■ What to work on ■
Would you transcribe each entry that follows word for word, minus the images?

Data records
_ _ _ _

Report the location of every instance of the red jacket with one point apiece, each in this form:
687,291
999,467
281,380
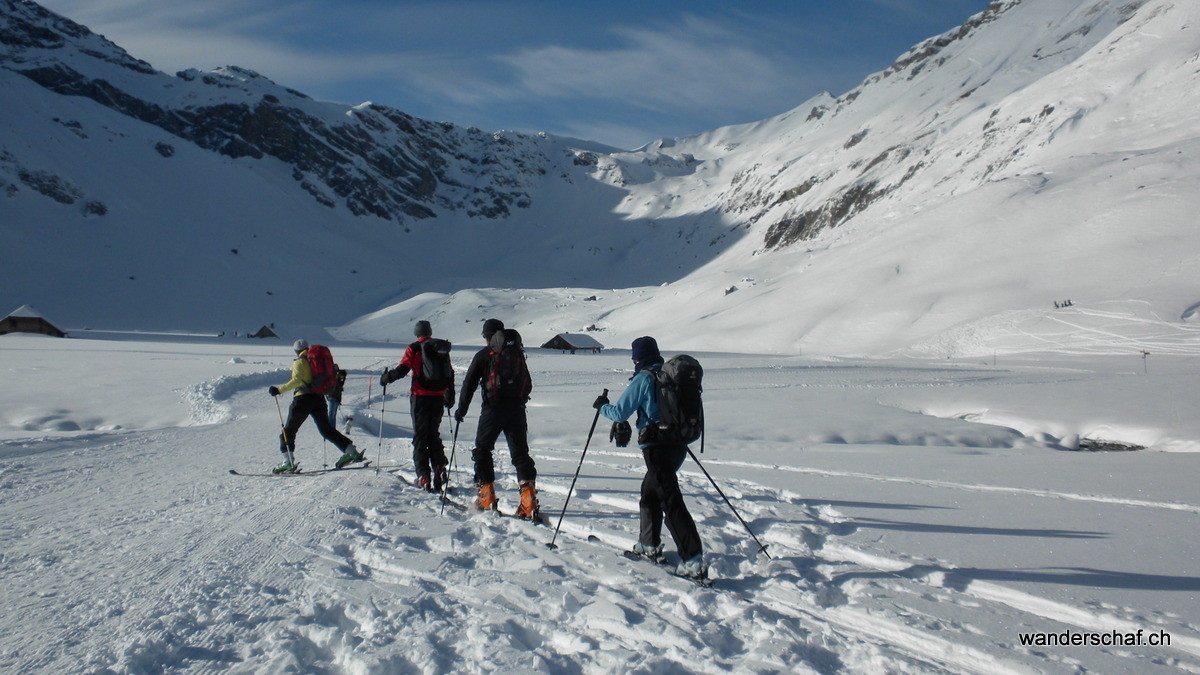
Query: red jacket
412,362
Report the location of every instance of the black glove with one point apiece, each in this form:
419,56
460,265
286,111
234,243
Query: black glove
621,432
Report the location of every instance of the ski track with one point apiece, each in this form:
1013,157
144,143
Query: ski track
288,579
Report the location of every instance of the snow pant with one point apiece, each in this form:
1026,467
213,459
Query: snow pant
334,404
303,407
507,417
427,448
661,496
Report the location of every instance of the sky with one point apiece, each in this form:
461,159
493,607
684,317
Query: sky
618,72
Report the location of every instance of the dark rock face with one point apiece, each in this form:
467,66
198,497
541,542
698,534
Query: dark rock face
375,161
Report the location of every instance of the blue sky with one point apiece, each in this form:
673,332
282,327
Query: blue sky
618,72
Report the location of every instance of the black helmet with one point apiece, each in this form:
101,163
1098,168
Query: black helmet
491,327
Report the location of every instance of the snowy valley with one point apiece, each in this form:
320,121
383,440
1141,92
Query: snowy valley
948,320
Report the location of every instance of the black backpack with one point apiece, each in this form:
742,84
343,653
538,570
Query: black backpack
508,378
681,406
437,372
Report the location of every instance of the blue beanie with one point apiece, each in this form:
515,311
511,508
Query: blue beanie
646,352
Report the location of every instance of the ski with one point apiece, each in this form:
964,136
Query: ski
300,471
447,499
471,508
706,583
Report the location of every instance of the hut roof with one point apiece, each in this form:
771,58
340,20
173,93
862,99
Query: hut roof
579,341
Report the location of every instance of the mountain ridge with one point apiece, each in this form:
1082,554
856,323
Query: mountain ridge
997,117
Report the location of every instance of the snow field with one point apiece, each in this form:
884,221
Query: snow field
903,542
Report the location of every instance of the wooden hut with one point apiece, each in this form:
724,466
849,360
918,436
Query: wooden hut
265,332
574,342
27,320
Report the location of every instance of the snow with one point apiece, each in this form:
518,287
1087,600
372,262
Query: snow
900,405
919,514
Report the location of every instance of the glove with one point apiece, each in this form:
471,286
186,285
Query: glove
621,432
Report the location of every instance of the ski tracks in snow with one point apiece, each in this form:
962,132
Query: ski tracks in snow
924,609
358,572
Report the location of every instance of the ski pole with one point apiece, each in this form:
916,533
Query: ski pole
283,429
571,489
454,446
761,545
383,405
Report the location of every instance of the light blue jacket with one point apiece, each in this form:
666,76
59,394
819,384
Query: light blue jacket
640,396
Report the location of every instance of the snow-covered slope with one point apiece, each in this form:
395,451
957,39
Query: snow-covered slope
223,201
922,517
1045,150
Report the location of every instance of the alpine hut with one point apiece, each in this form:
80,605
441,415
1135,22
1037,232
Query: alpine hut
573,342
27,320
265,332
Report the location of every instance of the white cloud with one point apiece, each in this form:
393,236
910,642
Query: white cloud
694,65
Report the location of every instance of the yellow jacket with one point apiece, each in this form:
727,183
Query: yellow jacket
301,375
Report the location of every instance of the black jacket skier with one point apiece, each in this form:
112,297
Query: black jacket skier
497,416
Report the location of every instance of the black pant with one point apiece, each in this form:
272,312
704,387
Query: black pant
303,407
507,417
427,448
661,495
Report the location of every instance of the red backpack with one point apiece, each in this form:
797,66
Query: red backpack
508,378
324,370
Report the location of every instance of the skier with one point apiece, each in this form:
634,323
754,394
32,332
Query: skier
661,495
501,412
305,404
425,404
335,396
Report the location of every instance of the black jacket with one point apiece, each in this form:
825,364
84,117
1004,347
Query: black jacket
477,377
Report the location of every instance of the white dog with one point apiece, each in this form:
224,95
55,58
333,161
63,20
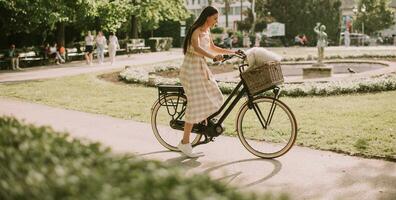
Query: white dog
257,56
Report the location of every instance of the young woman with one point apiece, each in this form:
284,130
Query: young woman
89,40
203,95
100,46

_ _ _ _

■ Your response ■
Report the location of every instance of the red jacket with one point apiece, each in this form:
687,291
999,467
281,380
Query: red jacket
412,362
Report the location of every instance of the black glove with one point apiece, each in this form:
419,56
460,265
286,111
234,243
Query: black glove
621,432
Report the location of every instance of the ski track with one point apiece, each in this form:
1013,157
144,143
Query: ski track
288,579
Report the location of every instance of the snow pant with one point apiece, each in this form:
1026,467
213,459
Query: snow pant
334,404
303,407
507,417
427,448
661,496
Report the location of every instance of the sky with one point apiece, each in this form:
461,159
493,607
684,317
Query: sky
618,72
Report the location of every instance of the dark rock face with one point apiece, each in this form:
467,66
198,497
541,542
698,534
Query: dark rock face
375,161
Report the location of every instance of the blue sky with one point apiece, each in this form:
673,332
282,327
Query: blue sky
618,72
Report the location of every instance of the black helmet with one point apiece, each in this form:
101,163
1098,168
Query: black helmet
491,327
Report the location of every instance of the snowy valley with one point apiece, each in this form:
320,121
383,440
1141,92
Query: snowy valley
948,320
Report the location of every instance of the black backpack with one point apiece, each in this form:
742,84
343,653
538,570
Query: black backpack
508,378
681,406
437,372
Report the location of every instance of the blue beanie with one point apiece, each in this form:
515,311
511,508
Query: blue beanie
646,352
Report the location of every instance of the ski with one point apiece, each in this form:
964,136
Query: ski
300,471
447,499
471,508
706,583
Report the location of every instance of the hut roof with one point apiece, each in this form:
771,58
340,20
173,93
862,99
Query: hut roof
579,341
Report the location of every instance of the mountain ridge with one point apiece, each in this form:
1082,554
856,323
Query: mountain ridge
997,117
Report the location of every instance of the snow field with one point apiece, each in this form:
884,221
Query: snow field
903,542
Report the location of every instance of the wooden hut with one point apiece, each in this form:
724,466
849,360
918,436
Query: wooden hut
265,332
574,342
27,320
Report the location of every instance of the snow with one point apiece, each in this form:
518,287
1087,600
372,262
Query: snow
900,405
919,514
Report the location of every instance of the glove with one point apiece, each in this form:
471,286
186,285
Query: glove
621,432
Report the location of every instance of the ski tracks in snow with one point apiece, each in this form:
962,132
Query: ski tracks in snow
924,609
358,572
Report the location of every instance of the ski pole with one point apiece, each in this form:
916,533
Query: ski pole
283,429
571,489
454,446
761,545
383,405
Report the location of every instance of the light blue jacket with one point apiece, each in this form:
666,76
59,394
819,384
Query: light blue jacket
640,396
Report the location of every instance of the snow-covered slope with one point apiece, each in this form:
395,451
957,39
Query: snow-covered slope
223,201
922,517
1045,150
Report the location of every instance of the alpine hut with one point apiece, each in this form:
80,605
441,415
1135,22
1037,232
Query: alpine hut
573,342
27,320
265,332
Report the location of every instance of the white cloud with one point apiece, each in this form:
393,236
910,642
Query: white cloud
694,65
Report the location of every instance of the yellow jacket with one point apiece, each in this form:
727,183
Query: yellow jacket
301,375
Report the location of every instance of the black jacket skier with one point apiece, each in this form:
112,297
Query: black jacket skier
497,416
Report the location of every instance of the black pant with one point apiece, each in this form:
272,312
704,387
Query: black pant
303,407
507,417
427,448
661,495
Report the location of every instance of the red backpack with one point apiece, each in this form:
797,66
Query: red backpack
508,378
324,370
Report the location of every instance of the skier with one point apiece, each in this form:
634,323
754,394
32,332
Query: skier
661,495
501,412
305,404
425,404
335,396
Report the location of every instance of the black jacket with one point apiece, each in this form:
825,364
84,117
1004,347
Query: black jacket
477,377
Report the location of every instance of the white dog with one point apiece, each in this form:
224,95
55,58
333,161
63,20
Query: white dog
257,56
Report the location of every instance of the young woman with one point apiece, each in this form:
284,130
Query: young woman
89,40
203,95
100,46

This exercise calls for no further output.